● WHAT YOU SHOULD DO
Please print the stretch of the entries below that opens with the line containing "Task: a point for each instance of the sopot" and closes with the line containing "pixel 689 414", both lines included. Reproduce each line without any change.

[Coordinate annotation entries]
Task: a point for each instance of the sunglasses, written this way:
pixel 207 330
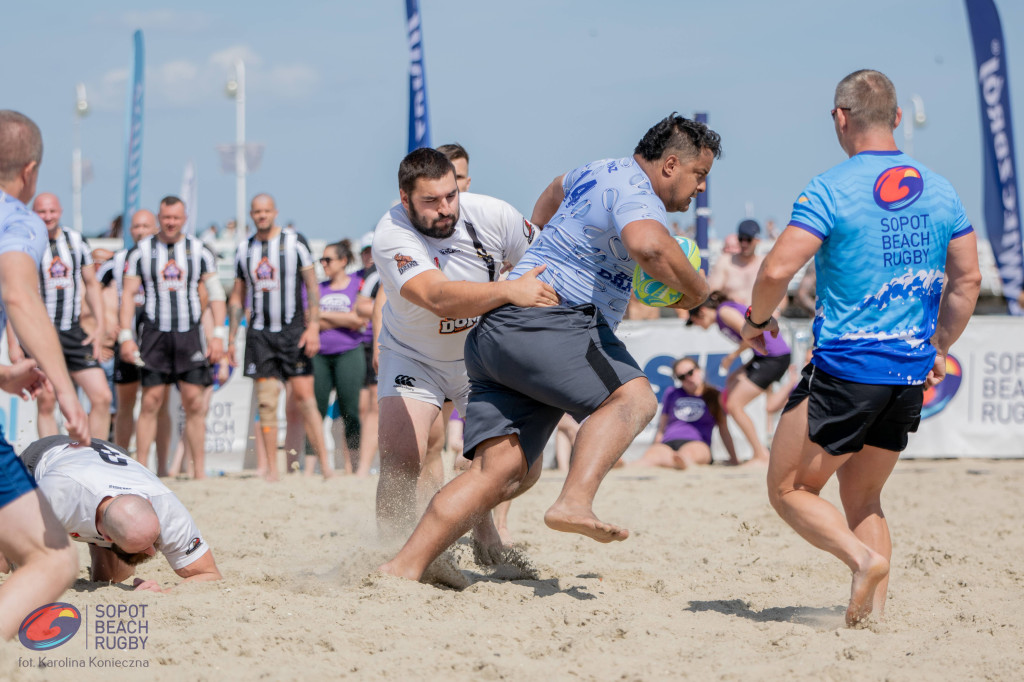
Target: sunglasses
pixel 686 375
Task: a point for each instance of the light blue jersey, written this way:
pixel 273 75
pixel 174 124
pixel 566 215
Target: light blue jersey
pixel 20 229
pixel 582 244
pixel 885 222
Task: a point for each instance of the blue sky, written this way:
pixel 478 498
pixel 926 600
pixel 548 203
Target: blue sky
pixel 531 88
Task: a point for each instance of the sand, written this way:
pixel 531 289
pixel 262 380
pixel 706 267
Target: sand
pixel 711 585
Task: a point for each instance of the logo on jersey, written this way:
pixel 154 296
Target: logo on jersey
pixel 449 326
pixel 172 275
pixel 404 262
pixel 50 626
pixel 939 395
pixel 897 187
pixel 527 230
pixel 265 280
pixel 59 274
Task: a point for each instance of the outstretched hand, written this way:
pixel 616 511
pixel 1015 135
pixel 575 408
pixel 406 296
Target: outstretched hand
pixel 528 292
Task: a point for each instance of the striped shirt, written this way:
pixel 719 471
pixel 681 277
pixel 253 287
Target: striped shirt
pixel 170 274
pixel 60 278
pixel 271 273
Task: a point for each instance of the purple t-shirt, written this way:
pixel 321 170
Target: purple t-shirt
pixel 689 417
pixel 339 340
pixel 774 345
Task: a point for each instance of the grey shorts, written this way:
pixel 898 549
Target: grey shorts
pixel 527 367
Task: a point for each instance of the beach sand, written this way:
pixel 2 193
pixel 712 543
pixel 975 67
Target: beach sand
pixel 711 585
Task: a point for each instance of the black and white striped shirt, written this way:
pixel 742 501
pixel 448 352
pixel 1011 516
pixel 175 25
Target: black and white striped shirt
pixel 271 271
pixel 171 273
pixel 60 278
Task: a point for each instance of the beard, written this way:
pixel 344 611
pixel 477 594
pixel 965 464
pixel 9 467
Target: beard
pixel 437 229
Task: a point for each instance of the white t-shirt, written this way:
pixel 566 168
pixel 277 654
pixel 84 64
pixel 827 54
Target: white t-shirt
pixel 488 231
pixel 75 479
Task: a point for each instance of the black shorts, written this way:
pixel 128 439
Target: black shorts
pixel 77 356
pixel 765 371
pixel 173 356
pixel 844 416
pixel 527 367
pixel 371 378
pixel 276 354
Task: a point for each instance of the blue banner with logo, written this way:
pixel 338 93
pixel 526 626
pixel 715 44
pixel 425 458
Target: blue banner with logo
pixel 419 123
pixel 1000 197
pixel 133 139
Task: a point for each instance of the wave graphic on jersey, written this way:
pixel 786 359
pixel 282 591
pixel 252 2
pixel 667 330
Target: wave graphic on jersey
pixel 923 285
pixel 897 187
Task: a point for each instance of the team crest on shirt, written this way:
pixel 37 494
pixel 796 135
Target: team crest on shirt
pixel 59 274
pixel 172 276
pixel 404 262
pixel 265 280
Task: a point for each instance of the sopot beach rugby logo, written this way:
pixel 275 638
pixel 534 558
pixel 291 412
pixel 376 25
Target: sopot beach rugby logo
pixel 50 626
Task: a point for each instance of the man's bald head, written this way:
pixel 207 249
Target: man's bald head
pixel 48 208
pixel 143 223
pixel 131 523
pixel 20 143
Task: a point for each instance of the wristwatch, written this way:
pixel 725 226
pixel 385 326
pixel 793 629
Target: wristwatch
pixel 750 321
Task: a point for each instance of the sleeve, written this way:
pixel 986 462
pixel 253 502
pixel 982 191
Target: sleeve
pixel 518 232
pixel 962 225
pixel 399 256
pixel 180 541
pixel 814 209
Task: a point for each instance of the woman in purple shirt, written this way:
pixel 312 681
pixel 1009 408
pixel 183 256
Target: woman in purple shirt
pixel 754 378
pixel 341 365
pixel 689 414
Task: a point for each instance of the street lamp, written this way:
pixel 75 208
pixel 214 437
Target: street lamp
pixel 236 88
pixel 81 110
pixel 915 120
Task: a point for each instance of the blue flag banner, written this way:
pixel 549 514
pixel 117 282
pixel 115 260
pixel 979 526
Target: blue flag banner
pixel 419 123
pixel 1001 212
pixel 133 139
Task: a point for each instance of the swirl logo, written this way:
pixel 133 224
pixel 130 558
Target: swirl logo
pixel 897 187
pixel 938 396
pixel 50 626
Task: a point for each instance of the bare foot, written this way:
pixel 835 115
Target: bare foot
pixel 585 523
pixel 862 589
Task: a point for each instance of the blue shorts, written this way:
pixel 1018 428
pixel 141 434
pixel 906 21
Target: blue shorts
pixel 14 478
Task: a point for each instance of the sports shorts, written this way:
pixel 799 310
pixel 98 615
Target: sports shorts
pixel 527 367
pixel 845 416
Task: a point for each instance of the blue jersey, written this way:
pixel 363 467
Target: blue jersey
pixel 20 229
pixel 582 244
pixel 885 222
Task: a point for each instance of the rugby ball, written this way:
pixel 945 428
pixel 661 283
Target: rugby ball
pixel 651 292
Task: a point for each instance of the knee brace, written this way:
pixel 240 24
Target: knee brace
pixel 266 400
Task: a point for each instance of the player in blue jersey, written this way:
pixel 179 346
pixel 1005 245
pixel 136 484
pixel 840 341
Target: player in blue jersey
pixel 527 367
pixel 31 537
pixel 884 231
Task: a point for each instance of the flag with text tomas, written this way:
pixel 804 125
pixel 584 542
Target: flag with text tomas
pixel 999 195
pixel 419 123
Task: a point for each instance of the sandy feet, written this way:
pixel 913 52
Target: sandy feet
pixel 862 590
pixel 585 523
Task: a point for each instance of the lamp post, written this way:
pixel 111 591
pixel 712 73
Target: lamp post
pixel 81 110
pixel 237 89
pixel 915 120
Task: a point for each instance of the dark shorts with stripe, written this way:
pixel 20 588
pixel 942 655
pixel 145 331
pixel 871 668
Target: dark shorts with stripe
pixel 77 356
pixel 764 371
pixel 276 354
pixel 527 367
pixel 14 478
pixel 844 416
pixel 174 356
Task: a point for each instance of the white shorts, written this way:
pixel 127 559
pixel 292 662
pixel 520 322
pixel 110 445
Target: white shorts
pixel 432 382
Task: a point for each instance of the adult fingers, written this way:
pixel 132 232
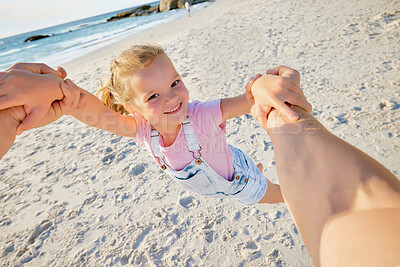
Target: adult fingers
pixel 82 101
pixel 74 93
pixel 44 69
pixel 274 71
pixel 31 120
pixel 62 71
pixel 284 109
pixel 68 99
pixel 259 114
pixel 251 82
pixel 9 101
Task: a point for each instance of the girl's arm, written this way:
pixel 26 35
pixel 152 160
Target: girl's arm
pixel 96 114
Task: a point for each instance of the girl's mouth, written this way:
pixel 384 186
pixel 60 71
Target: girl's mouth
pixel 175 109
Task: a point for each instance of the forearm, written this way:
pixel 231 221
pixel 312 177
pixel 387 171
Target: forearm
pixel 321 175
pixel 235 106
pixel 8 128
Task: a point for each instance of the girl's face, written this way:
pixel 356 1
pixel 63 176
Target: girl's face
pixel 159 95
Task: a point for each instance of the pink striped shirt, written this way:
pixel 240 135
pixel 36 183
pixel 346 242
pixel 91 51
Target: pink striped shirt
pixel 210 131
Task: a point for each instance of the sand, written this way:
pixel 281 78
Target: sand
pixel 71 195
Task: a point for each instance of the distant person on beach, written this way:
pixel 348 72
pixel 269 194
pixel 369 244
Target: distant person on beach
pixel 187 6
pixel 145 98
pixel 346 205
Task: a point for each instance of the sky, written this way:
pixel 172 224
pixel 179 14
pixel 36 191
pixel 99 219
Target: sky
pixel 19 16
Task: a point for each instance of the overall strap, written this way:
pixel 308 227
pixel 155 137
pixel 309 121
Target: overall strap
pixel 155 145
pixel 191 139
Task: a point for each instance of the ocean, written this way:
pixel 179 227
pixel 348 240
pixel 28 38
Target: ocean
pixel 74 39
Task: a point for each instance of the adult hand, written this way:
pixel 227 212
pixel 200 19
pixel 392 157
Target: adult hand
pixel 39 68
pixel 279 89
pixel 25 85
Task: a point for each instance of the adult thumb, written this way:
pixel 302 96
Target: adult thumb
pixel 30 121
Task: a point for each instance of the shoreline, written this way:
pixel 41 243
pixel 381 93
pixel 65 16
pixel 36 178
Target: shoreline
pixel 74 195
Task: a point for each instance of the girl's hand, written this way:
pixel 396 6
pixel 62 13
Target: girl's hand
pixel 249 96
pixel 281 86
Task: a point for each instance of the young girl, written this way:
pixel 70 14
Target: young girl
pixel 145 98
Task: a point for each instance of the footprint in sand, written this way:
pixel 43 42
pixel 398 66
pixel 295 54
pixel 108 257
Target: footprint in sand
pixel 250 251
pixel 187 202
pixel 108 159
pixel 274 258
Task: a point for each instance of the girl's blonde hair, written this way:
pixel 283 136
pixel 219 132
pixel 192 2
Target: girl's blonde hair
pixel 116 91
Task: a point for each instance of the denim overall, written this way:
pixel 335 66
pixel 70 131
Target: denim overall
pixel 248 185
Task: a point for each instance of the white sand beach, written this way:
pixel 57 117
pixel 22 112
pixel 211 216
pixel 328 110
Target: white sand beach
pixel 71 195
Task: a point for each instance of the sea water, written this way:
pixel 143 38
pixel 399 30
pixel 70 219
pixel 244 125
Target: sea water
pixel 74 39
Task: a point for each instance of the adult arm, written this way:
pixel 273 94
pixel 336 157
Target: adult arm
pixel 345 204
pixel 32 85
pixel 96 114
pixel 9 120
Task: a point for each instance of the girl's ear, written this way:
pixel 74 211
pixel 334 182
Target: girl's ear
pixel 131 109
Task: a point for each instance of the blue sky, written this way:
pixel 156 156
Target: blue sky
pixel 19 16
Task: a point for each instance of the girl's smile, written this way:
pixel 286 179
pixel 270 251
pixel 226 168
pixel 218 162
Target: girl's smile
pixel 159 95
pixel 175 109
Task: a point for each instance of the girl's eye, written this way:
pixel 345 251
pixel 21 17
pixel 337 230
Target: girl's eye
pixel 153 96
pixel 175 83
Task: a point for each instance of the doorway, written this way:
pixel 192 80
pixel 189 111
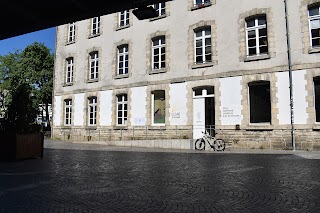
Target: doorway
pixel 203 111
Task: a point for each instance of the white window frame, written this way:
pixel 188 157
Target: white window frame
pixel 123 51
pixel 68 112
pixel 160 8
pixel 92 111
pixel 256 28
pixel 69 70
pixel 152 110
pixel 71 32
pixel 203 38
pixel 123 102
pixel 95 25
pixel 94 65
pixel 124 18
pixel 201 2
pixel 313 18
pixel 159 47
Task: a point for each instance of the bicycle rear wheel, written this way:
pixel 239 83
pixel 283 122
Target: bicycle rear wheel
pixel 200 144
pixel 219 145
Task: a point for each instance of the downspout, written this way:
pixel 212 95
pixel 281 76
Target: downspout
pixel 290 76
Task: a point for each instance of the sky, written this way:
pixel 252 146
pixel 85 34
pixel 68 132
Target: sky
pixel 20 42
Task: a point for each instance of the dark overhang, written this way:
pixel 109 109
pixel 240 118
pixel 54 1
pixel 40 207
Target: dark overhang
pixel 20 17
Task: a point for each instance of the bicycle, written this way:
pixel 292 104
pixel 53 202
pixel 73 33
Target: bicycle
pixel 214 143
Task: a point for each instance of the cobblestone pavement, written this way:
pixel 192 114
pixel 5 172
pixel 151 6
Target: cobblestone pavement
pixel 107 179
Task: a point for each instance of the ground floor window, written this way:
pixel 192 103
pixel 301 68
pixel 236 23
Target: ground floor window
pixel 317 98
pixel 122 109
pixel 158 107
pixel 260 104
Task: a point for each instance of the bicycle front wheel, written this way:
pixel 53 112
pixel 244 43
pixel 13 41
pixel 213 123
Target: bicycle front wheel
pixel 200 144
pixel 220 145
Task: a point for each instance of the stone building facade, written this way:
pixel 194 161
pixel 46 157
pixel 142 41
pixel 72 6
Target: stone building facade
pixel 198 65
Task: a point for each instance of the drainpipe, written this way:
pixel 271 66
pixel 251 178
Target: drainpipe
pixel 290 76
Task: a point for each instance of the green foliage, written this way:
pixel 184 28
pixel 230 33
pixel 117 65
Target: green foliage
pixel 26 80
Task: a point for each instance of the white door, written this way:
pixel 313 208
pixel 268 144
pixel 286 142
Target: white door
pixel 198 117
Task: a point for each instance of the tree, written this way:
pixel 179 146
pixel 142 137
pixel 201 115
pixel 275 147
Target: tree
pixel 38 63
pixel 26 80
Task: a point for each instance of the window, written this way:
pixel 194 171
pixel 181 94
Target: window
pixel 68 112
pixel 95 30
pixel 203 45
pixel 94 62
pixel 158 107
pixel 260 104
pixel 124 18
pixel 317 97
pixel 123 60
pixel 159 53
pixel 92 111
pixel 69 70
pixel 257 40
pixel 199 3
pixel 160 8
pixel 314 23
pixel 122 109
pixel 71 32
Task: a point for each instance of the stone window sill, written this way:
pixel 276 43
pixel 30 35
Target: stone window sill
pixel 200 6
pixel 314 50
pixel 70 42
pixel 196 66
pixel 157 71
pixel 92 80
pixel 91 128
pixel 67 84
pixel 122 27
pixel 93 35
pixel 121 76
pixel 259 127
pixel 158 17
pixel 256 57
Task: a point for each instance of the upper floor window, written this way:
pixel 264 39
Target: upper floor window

● FINAL RESULT
Task: a point for each instance of the sopot beach rugby logo, written this way:
pixel 275 638
pixel 534 558
pixel 291 412
pixel 376 25
Target: sopot beach rugby logo
pixel 50 626
Task: a point for each instance of the man's bald head, written this way:
pixel 207 249
Target: man's bald head
pixel 48 208
pixel 143 223
pixel 131 523
pixel 20 143
Task: a point for each instance of the wristwatch, written this way:
pixel 725 226
pixel 385 326
pixel 793 629
Target: wristwatch
pixel 750 321
Task: a point for each instance of the sleeve, written this way:
pixel 986 462
pixel 253 502
pixel 982 191
Target: sleeve
pixel 518 232
pixel 962 225
pixel 399 256
pixel 180 541
pixel 814 209
Task: a point for each instance of the woman in purple shirt, written this way:
pixel 312 681
pixel 1009 408
pixel 183 256
Target: woman in purple shirt
pixel 754 378
pixel 341 365
pixel 689 414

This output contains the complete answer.